::: Page extract
Problem 3

Problem 3 link

It can be proved by contradiction that n can at most have one prime factor that is larger than \(sqrt(n)\). Given the unique prime factorization

\[\begin{split}n = p_1^{q_1} \cdot p_2^{q_2} \cdot ... p_n^{q_n} \\\\\end{split}\]

where \(p_1 < p_2 < ... < p_n\), \(q_i > 0\), if we cancel all the prime factors that are smaller than \(sqrt(n)\), there will be two cases:

1. the largest prime factor \(p_n <= int(sqrt(n))\) \(\Rightarrow\) the remaining n would be 1

   • e.g., n = 9, 12

2. the largest prime factor \(p_n > int(sqrt(n))\) \(\Rightarrow\) the remaining n would be \(p_n\) (\(q_n\) must be 1)

   • e.g., n = 10, 17

So we can generate primes upto \(sqrt(n)\) using the sieve algorithm, and cancel these prime factors. In case 1, we need to additionally store the largest prime that is smaller than sqrt(N).

For the other solutions, sympy can also be used to generate prime numbers or even factor a number

def solve(n=600851475143):
    """ """

    from collections.abc import Iterator

    def rev_sieve(up_to: int) -> Iterator[int]:
        """
        Reversely generate primes upto (including) given number

        >>> list(rev_sieve(10))
        [7, 5, 3, 2]
        >>> list(rev_sieve(11))
        [11, 7, 5, 3, 2]
        """
        primes = [True for _ in range(up_to + 1)]
        primes[0] = False
        primes[1] = False
        p = 2
        while p * p <= up_to:
            if primes[p]:
                for i in range(p * 2, up_to + 1, p):
                    primes[i] = False
            p += 1
        for p in reversed(range(2, up_to + 1)):
            if primes[p]:
                yield p

    up_to = int(n ** (1 / 2))
    largest_prime_cand = None  # largest prime factor that is smaller than sqrt(N)
    for p in rev_sieve(up_to):
        if n % p == 0:
            if largest_prime_cand is None:
                # record only once since the primes are reversed
                largest_prime_cand = p
            while n % p == 0:
                # cancel the prime factor
                n //= p

    return largest_prime_cand if n == 1 else n


def solve2(n=600851475143):
    """
    sympy has functions to generate primes. Also primes can be looped in a non-reversed order
    """
    from sympy import sieve

    sqrt_n = int(n ** (1 / 2))
    largest_prime_cand = 0  # largest prime factor that is smaller than sqrt(N)
    for p in sieve.primerange(sqrt_n):
        if n % p == 0:
            largest_prime_cand = p
            while n % p == 0:
                n //= p
    return largest_prime_cand if n == 1 else n


def solve3(n=600851475143):
    from sympy.ntheory import factorint

    factors = factorint(n)
    return max(factors.keys())


if __name__ == "__main__":
    print(solve())
    print(solve2())
    print(solve3())
::::::
::: Data listing
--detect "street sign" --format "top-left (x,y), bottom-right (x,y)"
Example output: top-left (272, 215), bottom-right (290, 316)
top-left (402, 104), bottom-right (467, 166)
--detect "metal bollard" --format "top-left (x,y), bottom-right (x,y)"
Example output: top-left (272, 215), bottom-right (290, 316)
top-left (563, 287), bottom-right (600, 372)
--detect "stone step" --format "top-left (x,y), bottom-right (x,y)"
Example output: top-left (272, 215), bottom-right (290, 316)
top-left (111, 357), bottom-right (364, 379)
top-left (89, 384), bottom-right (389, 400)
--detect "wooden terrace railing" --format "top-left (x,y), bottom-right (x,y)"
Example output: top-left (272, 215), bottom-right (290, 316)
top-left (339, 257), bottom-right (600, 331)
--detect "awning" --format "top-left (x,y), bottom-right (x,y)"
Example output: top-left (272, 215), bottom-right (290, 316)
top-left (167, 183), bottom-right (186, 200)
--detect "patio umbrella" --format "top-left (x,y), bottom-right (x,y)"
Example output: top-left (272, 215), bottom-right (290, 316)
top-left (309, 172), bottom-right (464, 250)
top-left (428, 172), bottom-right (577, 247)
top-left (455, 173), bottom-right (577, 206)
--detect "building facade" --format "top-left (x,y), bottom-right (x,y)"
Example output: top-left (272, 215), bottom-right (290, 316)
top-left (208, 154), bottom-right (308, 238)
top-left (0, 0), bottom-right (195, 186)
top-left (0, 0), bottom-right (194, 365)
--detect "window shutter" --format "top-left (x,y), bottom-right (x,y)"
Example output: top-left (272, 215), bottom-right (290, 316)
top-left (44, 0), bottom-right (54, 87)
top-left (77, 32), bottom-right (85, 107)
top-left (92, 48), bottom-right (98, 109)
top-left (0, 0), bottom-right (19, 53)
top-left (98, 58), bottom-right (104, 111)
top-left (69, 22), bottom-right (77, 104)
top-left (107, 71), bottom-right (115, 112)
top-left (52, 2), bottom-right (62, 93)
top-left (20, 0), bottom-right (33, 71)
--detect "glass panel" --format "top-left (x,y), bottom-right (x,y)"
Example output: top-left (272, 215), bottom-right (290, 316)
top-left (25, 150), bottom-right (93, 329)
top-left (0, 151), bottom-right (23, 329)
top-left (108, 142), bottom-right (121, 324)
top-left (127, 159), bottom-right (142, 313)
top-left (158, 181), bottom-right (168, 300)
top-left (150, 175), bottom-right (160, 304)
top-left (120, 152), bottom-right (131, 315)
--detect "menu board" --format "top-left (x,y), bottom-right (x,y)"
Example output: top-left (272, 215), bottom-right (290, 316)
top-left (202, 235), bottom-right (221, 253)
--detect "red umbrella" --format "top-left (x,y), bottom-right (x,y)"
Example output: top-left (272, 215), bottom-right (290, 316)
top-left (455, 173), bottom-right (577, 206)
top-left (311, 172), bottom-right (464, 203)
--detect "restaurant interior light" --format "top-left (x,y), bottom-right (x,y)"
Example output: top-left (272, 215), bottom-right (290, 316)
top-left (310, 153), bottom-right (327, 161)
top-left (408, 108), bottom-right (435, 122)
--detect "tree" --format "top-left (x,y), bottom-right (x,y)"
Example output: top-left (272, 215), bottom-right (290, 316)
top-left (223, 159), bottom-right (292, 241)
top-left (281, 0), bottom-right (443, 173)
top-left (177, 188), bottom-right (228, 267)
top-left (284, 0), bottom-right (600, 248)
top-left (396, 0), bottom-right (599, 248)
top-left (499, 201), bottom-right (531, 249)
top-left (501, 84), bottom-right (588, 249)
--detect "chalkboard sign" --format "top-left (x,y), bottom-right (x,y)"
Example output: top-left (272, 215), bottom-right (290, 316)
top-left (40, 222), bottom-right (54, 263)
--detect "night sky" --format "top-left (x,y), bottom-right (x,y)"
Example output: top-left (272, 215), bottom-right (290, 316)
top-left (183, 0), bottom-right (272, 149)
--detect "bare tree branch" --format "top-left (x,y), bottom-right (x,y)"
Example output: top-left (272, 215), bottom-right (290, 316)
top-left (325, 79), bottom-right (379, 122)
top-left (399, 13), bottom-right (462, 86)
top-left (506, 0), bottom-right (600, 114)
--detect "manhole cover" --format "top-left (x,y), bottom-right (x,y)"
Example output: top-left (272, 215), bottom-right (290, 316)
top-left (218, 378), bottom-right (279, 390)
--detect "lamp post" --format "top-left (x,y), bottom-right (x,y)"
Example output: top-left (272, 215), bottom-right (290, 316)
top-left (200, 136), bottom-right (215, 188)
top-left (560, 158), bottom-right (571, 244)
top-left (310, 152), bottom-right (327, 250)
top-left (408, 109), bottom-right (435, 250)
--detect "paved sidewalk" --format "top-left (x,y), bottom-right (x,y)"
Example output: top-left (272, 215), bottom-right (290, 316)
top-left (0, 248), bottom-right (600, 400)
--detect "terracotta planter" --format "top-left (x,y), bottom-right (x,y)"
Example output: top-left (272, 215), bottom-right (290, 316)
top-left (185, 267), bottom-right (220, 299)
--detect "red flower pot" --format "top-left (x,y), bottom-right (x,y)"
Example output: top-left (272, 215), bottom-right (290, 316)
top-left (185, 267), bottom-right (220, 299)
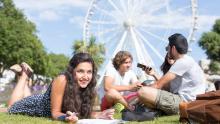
::::::
» **Task set**
• 1. Answer these questions about the Problem 3 page:
(a) Which values of n are given as examples for case 1?
(b) According to its docstring, what does list(rev_sieve(11)) return?
(c) Which sympy function does solve3 use to factor n?
• 2. Please turn the paragraph of the Problem 3 page that begins "So we can generate primes upto" into a short list that keeps its main facts.

» **Answers to the problems**
• 1.
(a) 9 and 12
(b) [11, 7, 5, 3, 2]
(c) factorint, imported from sympy.ntheory

• 2.
- Use the sieve algorithm to generate primes up to sqrt(n), and cancel these prime factors.
- In case 1, also store the largest prime that is smaller than sqrt(N).